(Excerpt to read Opens)

Police have arrested a 55-year-old man accused of threatening to poison drinking water in Prague. The arrest comes after heightened security measures were put in place at reservoirs and water treatment plants after the mayor of Prague received the anonymous threat on Tuesday. The blackmailer threatened to poison the capital's water with cyanide and mercury. The letter contained a demand for an unspecified amount of money.
Meanwhile doctors serving at the Czech Army field hospital in the Iraqi city of Basra say they are seeking donors to pay for medicines for sick children there. One doctor serving with the unit said a lack of medicines at Basra Children's Hospital meant only a limited number of operations - including blood transfusions - could be performed.
The Health Ministry has said around a dozen seriously ill Iraqi children will receive medical treatment in the Czech Republic. The first three patients will arrive on August 7th and will be admitted to Prague's Motol Hospital. A spokeswoman said the hospital was ready to admit as many children as necessary. The treatment will be paid for by the Czech government. The children are suffering from a number of illnesses including heart conditions.

(Excerpt to read Closes)

» **Work task**: Name every hospital mentioned in the news roundup. The records that come next have no connection to the news roundup.

(Records Opens)

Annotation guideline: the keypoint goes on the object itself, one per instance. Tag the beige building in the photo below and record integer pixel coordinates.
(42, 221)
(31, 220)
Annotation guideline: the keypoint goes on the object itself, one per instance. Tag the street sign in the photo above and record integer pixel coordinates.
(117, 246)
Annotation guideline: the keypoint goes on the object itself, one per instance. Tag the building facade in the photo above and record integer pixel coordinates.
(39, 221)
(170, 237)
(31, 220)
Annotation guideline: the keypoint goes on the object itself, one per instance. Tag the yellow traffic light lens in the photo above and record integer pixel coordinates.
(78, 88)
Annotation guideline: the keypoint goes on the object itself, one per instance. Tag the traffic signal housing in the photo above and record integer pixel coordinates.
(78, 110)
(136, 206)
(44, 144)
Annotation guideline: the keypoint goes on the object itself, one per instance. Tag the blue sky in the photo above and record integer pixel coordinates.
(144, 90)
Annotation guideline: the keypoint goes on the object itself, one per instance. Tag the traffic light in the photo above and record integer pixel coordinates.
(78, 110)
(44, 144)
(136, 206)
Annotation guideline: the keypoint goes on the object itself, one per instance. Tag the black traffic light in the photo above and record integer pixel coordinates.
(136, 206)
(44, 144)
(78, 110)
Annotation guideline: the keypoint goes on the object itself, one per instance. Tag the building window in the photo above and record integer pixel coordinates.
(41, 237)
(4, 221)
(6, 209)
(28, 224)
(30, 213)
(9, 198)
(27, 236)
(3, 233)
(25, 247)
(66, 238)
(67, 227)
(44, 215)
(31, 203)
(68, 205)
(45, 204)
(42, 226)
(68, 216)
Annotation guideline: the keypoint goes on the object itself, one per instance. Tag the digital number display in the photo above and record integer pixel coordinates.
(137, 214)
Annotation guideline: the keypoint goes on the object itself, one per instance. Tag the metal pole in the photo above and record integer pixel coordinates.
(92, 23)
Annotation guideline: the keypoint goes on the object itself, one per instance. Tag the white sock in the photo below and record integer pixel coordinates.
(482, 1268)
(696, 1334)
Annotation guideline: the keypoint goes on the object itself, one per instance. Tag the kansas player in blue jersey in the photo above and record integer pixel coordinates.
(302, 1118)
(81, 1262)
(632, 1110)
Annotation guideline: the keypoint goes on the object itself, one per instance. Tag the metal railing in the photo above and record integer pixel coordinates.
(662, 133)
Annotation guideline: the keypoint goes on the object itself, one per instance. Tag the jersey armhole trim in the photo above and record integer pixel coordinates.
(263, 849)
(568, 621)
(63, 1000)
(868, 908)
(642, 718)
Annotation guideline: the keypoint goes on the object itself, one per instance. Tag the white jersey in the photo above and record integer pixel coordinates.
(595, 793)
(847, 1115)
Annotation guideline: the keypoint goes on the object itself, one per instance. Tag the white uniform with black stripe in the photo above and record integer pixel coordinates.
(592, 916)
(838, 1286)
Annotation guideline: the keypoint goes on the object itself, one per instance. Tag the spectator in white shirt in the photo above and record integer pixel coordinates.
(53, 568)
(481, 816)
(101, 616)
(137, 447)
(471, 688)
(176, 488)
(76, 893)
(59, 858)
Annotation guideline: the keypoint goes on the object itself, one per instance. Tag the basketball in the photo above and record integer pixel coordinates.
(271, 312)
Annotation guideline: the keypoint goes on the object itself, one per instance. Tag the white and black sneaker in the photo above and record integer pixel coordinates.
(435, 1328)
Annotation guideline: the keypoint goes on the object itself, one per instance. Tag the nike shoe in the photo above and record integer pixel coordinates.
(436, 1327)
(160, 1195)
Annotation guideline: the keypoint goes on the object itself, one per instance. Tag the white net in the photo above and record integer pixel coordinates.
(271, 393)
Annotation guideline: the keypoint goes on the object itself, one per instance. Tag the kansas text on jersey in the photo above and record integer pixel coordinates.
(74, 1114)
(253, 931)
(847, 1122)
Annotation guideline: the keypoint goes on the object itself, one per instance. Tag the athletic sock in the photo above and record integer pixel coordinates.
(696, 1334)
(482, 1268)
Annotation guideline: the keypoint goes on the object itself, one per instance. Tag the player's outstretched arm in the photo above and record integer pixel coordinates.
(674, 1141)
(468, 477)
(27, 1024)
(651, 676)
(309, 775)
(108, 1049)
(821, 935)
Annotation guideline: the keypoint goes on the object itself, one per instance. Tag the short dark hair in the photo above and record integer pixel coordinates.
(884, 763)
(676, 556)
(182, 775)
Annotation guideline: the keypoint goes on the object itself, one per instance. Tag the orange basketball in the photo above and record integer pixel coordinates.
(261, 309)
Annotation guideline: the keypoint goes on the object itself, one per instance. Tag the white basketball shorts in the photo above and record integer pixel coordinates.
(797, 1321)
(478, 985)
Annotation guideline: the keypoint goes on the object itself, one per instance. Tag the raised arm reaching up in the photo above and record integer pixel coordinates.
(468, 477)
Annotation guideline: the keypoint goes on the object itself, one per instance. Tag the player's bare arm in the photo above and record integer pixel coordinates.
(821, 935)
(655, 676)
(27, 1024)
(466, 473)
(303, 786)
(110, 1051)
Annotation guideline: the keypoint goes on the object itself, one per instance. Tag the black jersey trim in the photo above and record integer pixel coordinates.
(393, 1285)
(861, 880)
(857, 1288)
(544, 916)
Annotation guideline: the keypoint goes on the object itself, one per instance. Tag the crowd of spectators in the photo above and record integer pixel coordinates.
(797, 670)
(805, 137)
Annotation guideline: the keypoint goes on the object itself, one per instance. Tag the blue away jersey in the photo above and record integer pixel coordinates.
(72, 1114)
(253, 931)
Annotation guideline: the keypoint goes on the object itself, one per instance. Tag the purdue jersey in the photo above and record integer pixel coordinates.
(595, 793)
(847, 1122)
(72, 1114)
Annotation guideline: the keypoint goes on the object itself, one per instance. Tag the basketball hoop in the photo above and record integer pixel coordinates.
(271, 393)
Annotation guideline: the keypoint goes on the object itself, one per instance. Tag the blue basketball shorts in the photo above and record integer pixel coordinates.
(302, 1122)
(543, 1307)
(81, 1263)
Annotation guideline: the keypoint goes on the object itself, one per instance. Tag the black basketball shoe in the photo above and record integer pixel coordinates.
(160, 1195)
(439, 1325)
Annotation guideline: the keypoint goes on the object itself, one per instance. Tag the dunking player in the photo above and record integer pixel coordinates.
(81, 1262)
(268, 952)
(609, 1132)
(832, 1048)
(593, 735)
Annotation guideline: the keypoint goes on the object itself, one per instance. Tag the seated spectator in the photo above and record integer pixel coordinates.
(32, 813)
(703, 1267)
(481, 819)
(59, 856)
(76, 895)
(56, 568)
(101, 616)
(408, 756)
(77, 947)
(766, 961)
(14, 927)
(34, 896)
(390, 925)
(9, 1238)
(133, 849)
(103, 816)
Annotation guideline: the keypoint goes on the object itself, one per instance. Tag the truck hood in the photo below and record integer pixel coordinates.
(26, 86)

(Records Closes)

» **Solved exercise**:
- the Czech Army field hospital in Basra
- Basra Children's Hospital
- Prague's Motol Hospital